▸ RECORDS TO PROCESS:

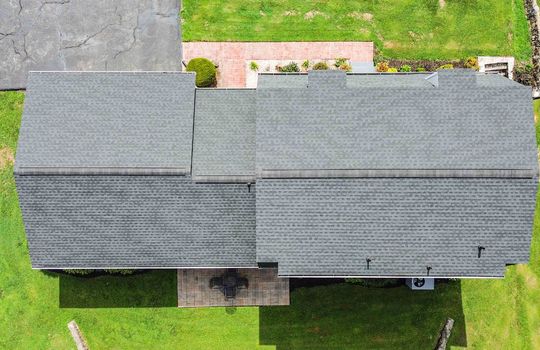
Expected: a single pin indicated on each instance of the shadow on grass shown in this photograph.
(354, 317)
(152, 289)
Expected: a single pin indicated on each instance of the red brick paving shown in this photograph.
(232, 56)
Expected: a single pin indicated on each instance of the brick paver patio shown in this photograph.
(232, 56)
(264, 288)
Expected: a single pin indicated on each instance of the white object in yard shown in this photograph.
(500, 65)
(420, 283)
(77, 336)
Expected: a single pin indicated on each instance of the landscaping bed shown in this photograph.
(408, 29)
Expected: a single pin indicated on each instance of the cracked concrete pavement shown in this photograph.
(87, 35)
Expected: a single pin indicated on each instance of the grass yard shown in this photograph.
(405, 29)
(138, 312)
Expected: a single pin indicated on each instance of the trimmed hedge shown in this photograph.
(320, 66)
(205, 71)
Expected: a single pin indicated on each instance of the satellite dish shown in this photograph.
(419, 282)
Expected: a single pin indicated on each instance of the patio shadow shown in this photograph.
(150, 289)
(347, 316)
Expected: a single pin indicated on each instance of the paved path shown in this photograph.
(86, 35)
(264, 288)
(232, 56)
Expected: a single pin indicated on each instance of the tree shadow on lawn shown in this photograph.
(155, 288)
(355, 317)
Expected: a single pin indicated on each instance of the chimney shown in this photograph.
(327, 79)
(454, 78)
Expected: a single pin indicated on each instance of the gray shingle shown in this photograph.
(454, 126)
(330, 226)
(224, 136)
(106, 119)
(136, 221)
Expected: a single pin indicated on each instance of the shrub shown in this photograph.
(382, 66)
(291, 67)
(446, 66)
(205, 71)
(340, 61)
(320, 66)
(376, 282)
(78, 272)
(346, 67)
(472, 63)
(405, 68)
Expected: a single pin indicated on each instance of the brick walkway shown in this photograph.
(232, 56)
(264, 288)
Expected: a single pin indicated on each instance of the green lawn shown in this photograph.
(405, 29)
(137, 312)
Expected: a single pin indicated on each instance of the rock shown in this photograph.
(87, 35)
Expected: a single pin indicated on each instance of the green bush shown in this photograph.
(382, 67)
(289, 68)
(320, 66)
(446, 66)
(405, 68)
(205, 71)
(340, 61)
(376, 282)
(472, 63)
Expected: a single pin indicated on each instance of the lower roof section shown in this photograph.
(136, 221)
(331, 227)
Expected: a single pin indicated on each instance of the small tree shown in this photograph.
(205, 71)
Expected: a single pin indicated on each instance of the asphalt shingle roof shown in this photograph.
(107, 120)
(224, 136)
(136, 221)
(329, 227)
(407, 171)
(454, 126)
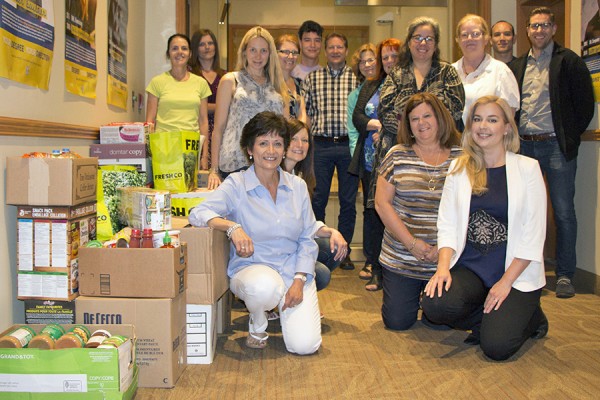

▸ WHAT IS REQUIRED: Without the pictures, reproduce every line of the records above exactly.

▸ ANSWER TO THE PROBLEM:
Expected: a single pin indicated on each instance of the shadow on grass shown in this photograph.
(354, 317)
(152, 289)
Expected: a single pin indicated on each instance of the red brick paving shown in this photograph.
(232, 56)
Expected: a single pin indicated on each instance of the brick paver patio shown in this photograph.
(232, 56)
(264, 288)
Expected: a single pin indicated on each instance of the white object in yard shown in this photograph.
(500, 65)
(420, 283)
(77, 336)
Expected: a single pin indicated on each instance of the landscaping bed shown in this photograph.
(408, 29)
Expected: a single pin indicated on each instance of the cracked concrete pavement shown in this photograph.
(87, 35)
Expected: a single pin indicated on each instance of the grass yard shown in this photograph.
(405, 29)
(138, 312)
Expected: a single pin indicated on each instance of the trimmed hedge shown in this photograph.
(320, 66)
(205, 71)
Expected: a single pin indicated on each instance of the satellite dish shown in this photograph.
(419, 282)
Expected: a single pin indicated on each instance of the patio shadow shown in this photograph.
(150, 289)
(347, 316)
Expected: a single pin indicated on each instance of the paved path shown in this photograph.
(86, 35)
(264, 288)
(232, 56)
Expected: a single pin indicated on each instance of the tree shadow on lawn shown in this photograph.
(155, 288)
(355, 317)
Expected: a single pin indicated on each instance of the chimney shown in this photograph.
(327, 79)
(454, 78)
Expected: a single pin indicated on each instance of the gray shingle shown in this photograph.
(454, 126)
(330, 226)
(224, 136)
(106, 119)
(136, 221)
Expected: a single pin indicated on each instance of the shrub shown in this photograph.
(382, 66)
(291, 67)
(446, 66)
(205, 71)
(340, 61)
(320, 66)
(376, 282)
(78, 272)
(346, 67)
(472, 63)
(405, 68)
Expected: a single pin indicated on each instance of the brick walkway shown in this photograph.
(232, 56)
(264, 288)
Expected: a single pin indicated on each instance of the green lawn shown in this photograph.
(405, 29)
(137, 312)
Expected: a single pin indicated on each instance of the rock shown in this photograph.
(87, 35)
Expected: a single pin indicated on each instance of the green bush shown in this photograph.
(382, 67)
(289, 68)
(320, 66)
(446, 66)
(405, 68)
(205, 71)
(340, 61)
(376, 282)
(472, 63)
Expected: a single pin indicated on each instance of the lower roof section shown in this photograph.
(136, 221)
(331, 227)
Expected: a single pin indicated on each instance of the small tree shown in this photograph.
(205, 71)
Expected: a single pin indicated on each instance of the asphalt shingle roof shown in this photograph.
(107, 120)
(224, 136)
(136, 221)
(329, 227)
(407, 171)
(454, 126)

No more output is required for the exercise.